**Task to complete**
Write out again, word for word, the lines below from the line that holds "point: sunlight reflection" through the line that holds "point: orange sky", omitting pictures.

Top of Record excerpts

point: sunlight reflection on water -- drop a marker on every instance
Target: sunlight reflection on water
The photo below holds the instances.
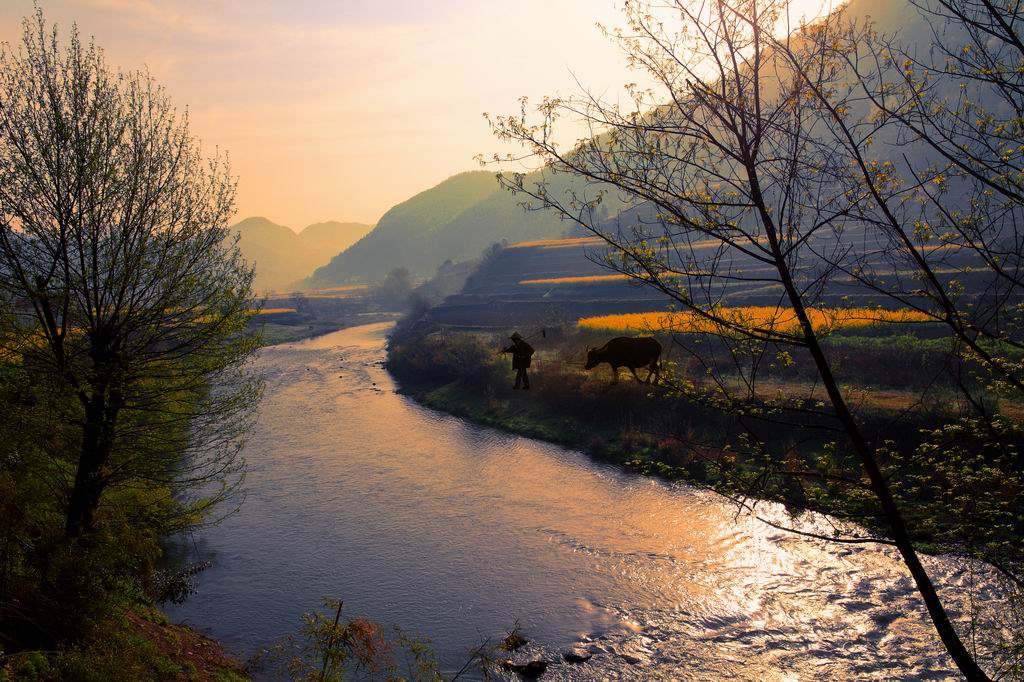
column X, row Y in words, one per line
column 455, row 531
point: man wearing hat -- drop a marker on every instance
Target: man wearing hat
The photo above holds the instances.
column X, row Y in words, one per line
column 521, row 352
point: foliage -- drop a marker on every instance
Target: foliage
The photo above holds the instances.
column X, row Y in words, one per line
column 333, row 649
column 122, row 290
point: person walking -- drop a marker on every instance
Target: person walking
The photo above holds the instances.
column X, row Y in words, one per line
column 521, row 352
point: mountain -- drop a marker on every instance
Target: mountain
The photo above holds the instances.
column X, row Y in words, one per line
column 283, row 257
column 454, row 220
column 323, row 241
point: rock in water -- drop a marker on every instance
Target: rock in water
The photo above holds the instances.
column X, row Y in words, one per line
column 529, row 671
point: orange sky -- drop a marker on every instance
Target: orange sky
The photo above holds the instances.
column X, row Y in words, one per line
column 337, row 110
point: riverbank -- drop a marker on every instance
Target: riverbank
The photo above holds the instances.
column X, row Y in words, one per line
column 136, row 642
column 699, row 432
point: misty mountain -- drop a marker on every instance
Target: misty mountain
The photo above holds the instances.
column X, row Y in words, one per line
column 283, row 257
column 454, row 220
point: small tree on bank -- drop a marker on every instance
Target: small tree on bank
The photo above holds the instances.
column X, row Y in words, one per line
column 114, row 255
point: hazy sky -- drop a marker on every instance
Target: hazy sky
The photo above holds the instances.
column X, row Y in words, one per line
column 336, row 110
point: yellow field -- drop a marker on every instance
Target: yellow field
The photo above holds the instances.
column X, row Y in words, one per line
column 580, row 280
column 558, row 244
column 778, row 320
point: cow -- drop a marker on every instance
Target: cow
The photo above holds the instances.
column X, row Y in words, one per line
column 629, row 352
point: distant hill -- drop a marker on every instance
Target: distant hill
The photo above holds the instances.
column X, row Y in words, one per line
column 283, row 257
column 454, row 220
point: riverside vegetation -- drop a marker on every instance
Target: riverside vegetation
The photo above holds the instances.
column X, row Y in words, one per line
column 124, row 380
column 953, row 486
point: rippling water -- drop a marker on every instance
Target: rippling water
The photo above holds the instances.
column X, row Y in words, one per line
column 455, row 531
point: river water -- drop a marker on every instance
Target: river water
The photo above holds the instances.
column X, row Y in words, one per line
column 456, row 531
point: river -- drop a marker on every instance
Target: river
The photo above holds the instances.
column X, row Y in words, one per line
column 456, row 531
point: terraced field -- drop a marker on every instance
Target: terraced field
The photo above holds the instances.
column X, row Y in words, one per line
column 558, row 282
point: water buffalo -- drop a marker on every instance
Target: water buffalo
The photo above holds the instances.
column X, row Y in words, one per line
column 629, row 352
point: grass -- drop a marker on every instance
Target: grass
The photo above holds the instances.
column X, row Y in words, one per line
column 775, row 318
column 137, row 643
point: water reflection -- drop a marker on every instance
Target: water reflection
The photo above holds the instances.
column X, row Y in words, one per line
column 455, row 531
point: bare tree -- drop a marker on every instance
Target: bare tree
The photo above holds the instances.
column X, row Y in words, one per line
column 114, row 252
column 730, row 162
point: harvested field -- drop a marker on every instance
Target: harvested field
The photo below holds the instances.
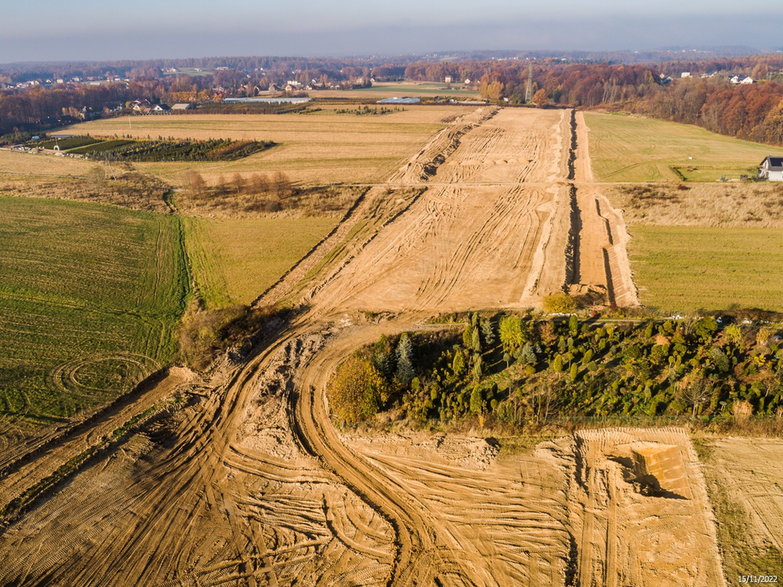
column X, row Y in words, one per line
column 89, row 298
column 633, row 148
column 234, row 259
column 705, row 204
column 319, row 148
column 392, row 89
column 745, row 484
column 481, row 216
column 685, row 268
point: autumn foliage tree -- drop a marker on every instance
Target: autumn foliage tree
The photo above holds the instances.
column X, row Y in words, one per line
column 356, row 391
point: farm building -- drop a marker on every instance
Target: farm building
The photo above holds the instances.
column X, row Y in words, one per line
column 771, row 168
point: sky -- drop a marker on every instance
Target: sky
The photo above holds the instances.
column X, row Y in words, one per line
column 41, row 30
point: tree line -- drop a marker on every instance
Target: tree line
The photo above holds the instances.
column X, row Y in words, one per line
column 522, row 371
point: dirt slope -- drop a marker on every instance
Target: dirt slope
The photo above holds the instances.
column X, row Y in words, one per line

Bottom of Record excerpts
Top of Record excerpts

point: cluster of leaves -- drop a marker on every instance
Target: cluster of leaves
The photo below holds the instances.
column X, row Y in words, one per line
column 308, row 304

Bottom of Record excerpts

**Expected answer**
point: sunlight reflection on water -- drop a marker on every instance
Target: sunlight reflection on water
The photo below holds the instances.
column X, row Y in words, one per line
column 455, row 531
point: man wearing hat -- drop a marker on every instance
Target: man wearing hat
The photo above holds the instances.
column X, row Y in words, one per line
column 521, row 352
point: foliage -- drop a marker on every instance
Target: foliage
The photo above holds the instances.
column X, row Y in words, one per line
column 333, row 649
column 122, row 290
point: person walking -- drop a marker on every instance
Target: person walking
The photo above holds the instances.
column X, row Y in words, one per line
column 521, row 352
point: mountain -- drop a marker on every instance
Target: mountain
The photo above holds the instances.
column X, row Y in words, one per line
column 283, row 257
column 454, row 220
column 323, row 241
point: rock in water -- drop a marker on every instance
Target: rock in water
The photo above holds the instances.
column X, row Y in words, one per line
column 529, row 671
point: orange sky -- drop a marker on every instance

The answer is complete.